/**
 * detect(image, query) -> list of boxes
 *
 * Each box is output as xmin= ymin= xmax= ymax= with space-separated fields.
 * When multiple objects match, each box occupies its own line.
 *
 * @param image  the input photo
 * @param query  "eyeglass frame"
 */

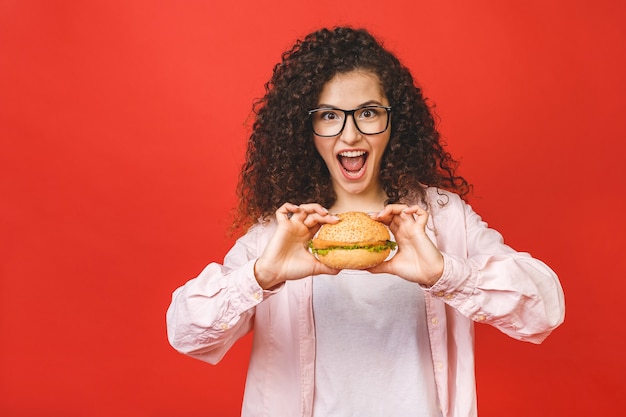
xmin=307 ymin=105 xmax=392 ymax=137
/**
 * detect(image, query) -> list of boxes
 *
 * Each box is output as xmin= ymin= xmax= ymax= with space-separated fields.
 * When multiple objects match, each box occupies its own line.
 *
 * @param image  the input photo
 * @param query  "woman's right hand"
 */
xmin=253 ymin=203 xmax=341 ymax=289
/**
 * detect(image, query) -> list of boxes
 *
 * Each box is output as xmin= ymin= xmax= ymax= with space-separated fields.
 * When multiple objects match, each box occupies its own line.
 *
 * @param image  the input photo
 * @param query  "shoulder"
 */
xmin=247 ymin=216 xmax=278 ymax=240
xmin=421 ymin=188 xmax=472 ymax=253
xmin=423 ymin=187 xmax=466 ymax=214
xmin=232 ymin=216 xmax=278 ymax=251
xmin=224 ymin=216 xmax=277 ymax=265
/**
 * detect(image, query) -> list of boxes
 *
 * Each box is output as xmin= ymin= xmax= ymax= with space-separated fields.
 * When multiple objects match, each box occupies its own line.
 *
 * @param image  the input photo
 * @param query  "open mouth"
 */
xmin=337 ymin=150 xmax=368 ymax=177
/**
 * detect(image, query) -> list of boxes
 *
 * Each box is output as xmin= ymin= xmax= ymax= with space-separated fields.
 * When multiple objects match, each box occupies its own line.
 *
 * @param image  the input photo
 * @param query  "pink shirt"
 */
xmin=166 ymin=188 xmax=565 ymax=417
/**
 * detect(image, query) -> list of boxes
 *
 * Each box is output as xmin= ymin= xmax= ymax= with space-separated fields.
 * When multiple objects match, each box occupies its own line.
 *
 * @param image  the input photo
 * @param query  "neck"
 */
xmin=329 ymin=186 xmax=388 ymax=214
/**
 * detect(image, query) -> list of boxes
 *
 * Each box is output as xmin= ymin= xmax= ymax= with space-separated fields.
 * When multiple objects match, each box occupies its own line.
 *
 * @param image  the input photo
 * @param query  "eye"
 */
xmin=318 ymin=110 xmax=343 ymax=122
xmin=357 ymin=107 xmax=381 ymax=120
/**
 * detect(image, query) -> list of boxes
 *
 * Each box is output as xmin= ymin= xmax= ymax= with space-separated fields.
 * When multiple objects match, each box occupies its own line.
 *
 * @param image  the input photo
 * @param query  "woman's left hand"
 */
xmin=367 ymin=204 xmax=444 ymax=287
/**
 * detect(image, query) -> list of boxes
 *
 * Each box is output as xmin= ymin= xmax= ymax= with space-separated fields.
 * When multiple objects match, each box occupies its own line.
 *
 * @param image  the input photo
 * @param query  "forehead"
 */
xmin=317 ymin=70 xmax=387 ymax=107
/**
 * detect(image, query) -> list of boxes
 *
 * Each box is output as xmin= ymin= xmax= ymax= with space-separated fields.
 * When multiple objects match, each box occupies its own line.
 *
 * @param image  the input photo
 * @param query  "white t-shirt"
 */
xmin=312 ymin=271 xmax=441 ymax=417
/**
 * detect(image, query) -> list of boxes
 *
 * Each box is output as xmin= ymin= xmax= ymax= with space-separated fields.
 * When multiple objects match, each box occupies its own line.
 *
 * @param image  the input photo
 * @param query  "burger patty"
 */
xmin=309 ymin=239 xmax=396 ymax=255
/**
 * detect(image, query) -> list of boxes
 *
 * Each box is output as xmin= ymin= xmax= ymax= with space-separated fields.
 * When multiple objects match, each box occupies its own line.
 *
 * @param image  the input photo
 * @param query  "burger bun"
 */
xmin=311 ymin=211 xmax=395 ymax=270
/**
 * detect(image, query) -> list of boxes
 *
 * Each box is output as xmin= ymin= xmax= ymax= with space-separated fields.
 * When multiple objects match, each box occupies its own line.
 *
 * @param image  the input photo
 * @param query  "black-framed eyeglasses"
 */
xmin=308 ymin=105 xmax=392 ymax=137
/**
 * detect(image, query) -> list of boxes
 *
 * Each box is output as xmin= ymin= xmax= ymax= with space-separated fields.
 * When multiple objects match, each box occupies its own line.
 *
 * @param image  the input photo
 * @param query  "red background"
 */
xmin=1 ymin=1 xmax=625 ymax=416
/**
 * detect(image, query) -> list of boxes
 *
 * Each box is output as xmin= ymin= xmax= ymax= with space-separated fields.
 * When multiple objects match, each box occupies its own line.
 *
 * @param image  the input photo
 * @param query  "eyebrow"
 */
xmin=316 ymin=100 xmax=386 ymax=109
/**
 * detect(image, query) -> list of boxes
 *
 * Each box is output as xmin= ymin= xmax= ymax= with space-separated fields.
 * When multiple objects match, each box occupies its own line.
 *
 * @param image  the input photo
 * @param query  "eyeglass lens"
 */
xmin=310 ymin=106 xmax=390 ymax=137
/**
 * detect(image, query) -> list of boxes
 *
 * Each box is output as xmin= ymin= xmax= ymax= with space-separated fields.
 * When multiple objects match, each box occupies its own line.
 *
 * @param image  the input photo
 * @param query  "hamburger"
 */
xmin=309 ymin=211 xmax=397 ymax=269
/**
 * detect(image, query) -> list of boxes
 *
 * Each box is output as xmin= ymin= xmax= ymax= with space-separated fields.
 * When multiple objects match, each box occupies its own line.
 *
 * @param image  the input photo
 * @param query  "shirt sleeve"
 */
xmin=426 ymin=200 xmax=565 ymax=344
xmin=166 ymin=222 xmax=282 ymax=364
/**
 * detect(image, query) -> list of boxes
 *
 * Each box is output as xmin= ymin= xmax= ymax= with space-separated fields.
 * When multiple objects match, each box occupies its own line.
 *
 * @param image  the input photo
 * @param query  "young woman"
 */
xmin=166 ymin=27 xmax=565 ymax=417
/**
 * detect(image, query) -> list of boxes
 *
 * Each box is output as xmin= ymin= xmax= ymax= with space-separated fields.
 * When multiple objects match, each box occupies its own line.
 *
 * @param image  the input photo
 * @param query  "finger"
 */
xmin=403 ymin=205 xmax=429 ymax=227
xmin=400 ymin=204 xmax=427 ymax=215
xmin=277 ymin=203 xmax=301 ymax=221
xmin=288 ymin=203 xmax=337 ymax=225
xmin=313 ymin=263 xmax=341 ymax=276
xmin=297 ymin=203 xmax=333 ymax=216
xmin=371 ymin=204 xmax=409 ymax=223
xmin=365 ymin=259 xmax=392 ymax=275
xmin=302 ymin=212 xmax=340 ymax=228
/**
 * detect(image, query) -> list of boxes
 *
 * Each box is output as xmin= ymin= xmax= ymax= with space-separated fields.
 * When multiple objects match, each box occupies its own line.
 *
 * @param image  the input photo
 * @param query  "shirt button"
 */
xmin=444 ymin=293 xmax=454 ymax=300
xmin=220 ymin=323 xmax=229 ymax=330
xmin=476 ymin=314 xmax=486 ymax=322
xmin=431 ymin=317 xmax=439 ymax=325
xmin=253 ymin=292 xmax=261 ymax=300
xmin=435 ymin=291 xmax=445 ymax=297
xmin=435 ymin=361 xmax=444 ymax=371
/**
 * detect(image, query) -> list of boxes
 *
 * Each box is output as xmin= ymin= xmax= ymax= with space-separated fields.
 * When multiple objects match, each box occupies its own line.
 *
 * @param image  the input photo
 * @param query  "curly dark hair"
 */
xmin=233 ymin=26 xmax=470 ymax=232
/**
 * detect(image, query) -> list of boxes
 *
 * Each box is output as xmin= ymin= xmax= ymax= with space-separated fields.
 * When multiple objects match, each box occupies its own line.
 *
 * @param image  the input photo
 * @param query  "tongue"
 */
xmin=339 ymin=155 xmax=366 ymax=172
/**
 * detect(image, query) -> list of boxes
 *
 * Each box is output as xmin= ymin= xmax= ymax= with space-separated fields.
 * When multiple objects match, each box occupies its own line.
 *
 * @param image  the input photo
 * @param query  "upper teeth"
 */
xmin=339 ymin=150 xmax=366 ymax=157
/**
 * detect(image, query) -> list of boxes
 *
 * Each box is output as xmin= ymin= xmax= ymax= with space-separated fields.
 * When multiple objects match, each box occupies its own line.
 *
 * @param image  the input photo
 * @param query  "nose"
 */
xmin=339 ymin=114 xmax=362 ymax=144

How to complete this task
For the word "hand", say how many lines of the records above contain it. Reply with the number alone.

Result
2